Bayliner 195: Go Boating Test

Bayliner 195: An Entry-level runabout never looked so good.

13th March 2006.
By Go Boating

On the water, the 195 is built to please with ample storage and noteworthy performance.

On the water, the 195 is built to please with ample storage and noteworthy performance.

The big news from Bayliner this year is a brand-new entry-level craft for those looking for a safe and convenient entry into boating. Everything about the Bayliner 195 seems to focus on drawing in a first-timer.

With a price that starts at about $19,200, it’s definitely an affordable contender, especially for a stern drive — and the price includes the trailer. Its small size of 19 feet in length and a somewhat narrow 7 feet, 11 inches in beam means less boat to handle, which will be a relief for those doing their first dance with docking. Its small size also means this boat will fit in an average garage, which is helped by a trailer with a foldaway tongue. It’s light weight of 2,650 pounds means most light SUVs or light trucks will have no problem with towing.

Add to that Bayliner’s reputation as one of the nation’s largest builders and sellers of runabouts and you’ve got a pretty tempting turnkey solution for the first-timer who wants to hit the water with minimal complication.

On the water, the 195 is built to please with ample storage and noteworthy performance. Add in the option to up the horsepower to as much as 260 and you end up with an entry-level runabout with move-up appeal.

Inside

The 195 takes advantage of a clever use of space for maximum comfort and storage potential. In fact, it has a lot of interior features we are more accustomed to seeing on larger boats.

The principal way 195 makes space is by the use of a cockpit forward design, which moves the helm and windshield forward to lengthen the cockpit. While this does cramp the bow seating area slightly, there’s still enough room for two adults to stretch their legs all the way out on the port and starboard chaise lounges.

**Provided material:**
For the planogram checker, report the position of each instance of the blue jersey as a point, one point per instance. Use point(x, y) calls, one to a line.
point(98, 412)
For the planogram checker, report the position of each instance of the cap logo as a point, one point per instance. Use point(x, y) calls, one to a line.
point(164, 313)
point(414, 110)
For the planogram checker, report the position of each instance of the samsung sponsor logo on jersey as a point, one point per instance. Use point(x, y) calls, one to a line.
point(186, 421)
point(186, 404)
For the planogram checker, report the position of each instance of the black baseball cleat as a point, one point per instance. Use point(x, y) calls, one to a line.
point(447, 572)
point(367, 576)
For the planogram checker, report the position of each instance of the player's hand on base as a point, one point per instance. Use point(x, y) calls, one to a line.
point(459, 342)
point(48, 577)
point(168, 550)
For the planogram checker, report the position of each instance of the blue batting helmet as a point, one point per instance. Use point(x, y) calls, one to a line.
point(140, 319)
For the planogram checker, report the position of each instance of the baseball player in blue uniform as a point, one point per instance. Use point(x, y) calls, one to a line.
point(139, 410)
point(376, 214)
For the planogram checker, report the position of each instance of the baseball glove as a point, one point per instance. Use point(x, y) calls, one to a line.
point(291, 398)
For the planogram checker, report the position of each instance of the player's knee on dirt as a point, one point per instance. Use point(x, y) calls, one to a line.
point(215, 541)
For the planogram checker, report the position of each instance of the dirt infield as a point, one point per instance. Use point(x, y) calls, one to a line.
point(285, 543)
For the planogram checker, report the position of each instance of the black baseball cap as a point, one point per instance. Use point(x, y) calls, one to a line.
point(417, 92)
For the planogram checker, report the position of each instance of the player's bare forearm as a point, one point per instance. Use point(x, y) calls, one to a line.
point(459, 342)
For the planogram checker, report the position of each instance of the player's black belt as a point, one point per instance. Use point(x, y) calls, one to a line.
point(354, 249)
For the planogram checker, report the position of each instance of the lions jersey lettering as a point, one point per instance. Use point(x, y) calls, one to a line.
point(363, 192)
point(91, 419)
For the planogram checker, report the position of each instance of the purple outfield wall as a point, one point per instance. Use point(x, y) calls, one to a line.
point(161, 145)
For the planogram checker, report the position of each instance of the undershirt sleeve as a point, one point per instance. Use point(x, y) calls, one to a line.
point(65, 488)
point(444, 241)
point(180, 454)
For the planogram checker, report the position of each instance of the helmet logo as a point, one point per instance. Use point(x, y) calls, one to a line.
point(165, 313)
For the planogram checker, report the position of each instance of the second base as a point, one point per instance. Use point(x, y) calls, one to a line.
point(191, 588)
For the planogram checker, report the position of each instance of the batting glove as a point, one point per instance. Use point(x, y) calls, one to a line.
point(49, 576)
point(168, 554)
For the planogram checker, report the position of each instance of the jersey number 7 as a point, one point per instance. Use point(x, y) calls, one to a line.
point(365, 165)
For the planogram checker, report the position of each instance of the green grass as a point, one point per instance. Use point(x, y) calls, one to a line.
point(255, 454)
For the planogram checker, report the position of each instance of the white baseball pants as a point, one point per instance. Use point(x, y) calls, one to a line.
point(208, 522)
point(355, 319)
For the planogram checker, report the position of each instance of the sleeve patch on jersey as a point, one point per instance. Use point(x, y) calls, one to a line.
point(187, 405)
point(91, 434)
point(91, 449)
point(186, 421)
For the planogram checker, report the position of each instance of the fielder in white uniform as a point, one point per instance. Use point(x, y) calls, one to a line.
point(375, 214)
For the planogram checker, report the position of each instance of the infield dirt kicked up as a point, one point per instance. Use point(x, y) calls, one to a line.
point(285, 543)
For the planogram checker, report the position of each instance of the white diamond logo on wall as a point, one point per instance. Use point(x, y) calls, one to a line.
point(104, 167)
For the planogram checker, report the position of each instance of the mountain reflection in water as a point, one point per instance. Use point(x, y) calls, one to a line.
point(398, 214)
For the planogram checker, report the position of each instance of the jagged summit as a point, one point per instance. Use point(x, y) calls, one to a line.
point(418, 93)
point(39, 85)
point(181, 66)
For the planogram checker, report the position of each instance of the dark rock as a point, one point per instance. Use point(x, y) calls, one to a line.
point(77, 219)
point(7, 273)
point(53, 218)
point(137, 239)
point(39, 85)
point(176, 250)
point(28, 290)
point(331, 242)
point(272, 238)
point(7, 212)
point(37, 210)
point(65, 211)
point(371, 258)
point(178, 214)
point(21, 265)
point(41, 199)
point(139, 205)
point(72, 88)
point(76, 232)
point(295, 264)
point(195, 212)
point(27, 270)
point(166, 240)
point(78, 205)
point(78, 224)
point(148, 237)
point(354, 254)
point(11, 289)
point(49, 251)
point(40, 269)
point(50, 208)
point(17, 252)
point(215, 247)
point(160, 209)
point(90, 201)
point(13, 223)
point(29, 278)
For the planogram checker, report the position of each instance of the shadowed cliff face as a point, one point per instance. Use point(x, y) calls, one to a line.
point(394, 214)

**Objective:**
Reproduce the full Bayliner 195 review word for word, including its heading and date. The material is separate from the Bayliner 195 review.

**Output of the exercise:**
Bayliner 195: Go Boating Test

Bayliner 195: An Entry-level runabout never looked so good.

13th March 2006.
By Go Boating

On the water, the 195 is built to please with ample storage and noteworthy performance.

On the water, the 195 is built to please with ample storage and noteworthy performance.

The big news from Bayliner this year is a brand-new entry-level craft for those looking for a safe and convenient entry into boating. Everything about the Bayliner 195 seems to focus on drawing in a first-timer.

With a price that starts at about $19,200, it’s definitely an affordable contender, especially for a stern drive — and the price includes the trailer. Its small size of 19 feet in length and a somewhat narrow 7 feet, 11 inches in beam means less boat to handle, which will be a relief for those doing their first dance with docking. Its small size also means this boat will fit in an average garage, which is helped by a trailer with a foldaway tongue. It’s light weight of 2,650 pounds means most light SUVs or light trucks will have no problem with towing.

Add to that Bayliner’s reputation as one of the nation’s largest builders and sellers of runabouts and you’ve got a pretty tempting turnkey solution for the first-timer who wants to hit the water with minimal complication.

On the water, the 195 is built to please with ample storage and noteworthy performance. Add in the option to up the horsepower to as much as 260 and you end up with an entry-level runabout with move-up appeal.

Inside

The 195 takes advantage of a clever use of space for maximum comfort and storage potential. In fact, it has a lot of interior features we are more accustomed to seeing on larger boats.

The principal way 195 makes space is by the use of a cockpit forward design, which moves the helm and windshield forward to lengthen the cockpit. While this does cramp the bow seating area slightly, there’s still enough room for two adults to stretch their legs all the way out on the port and starboard chaise lounges.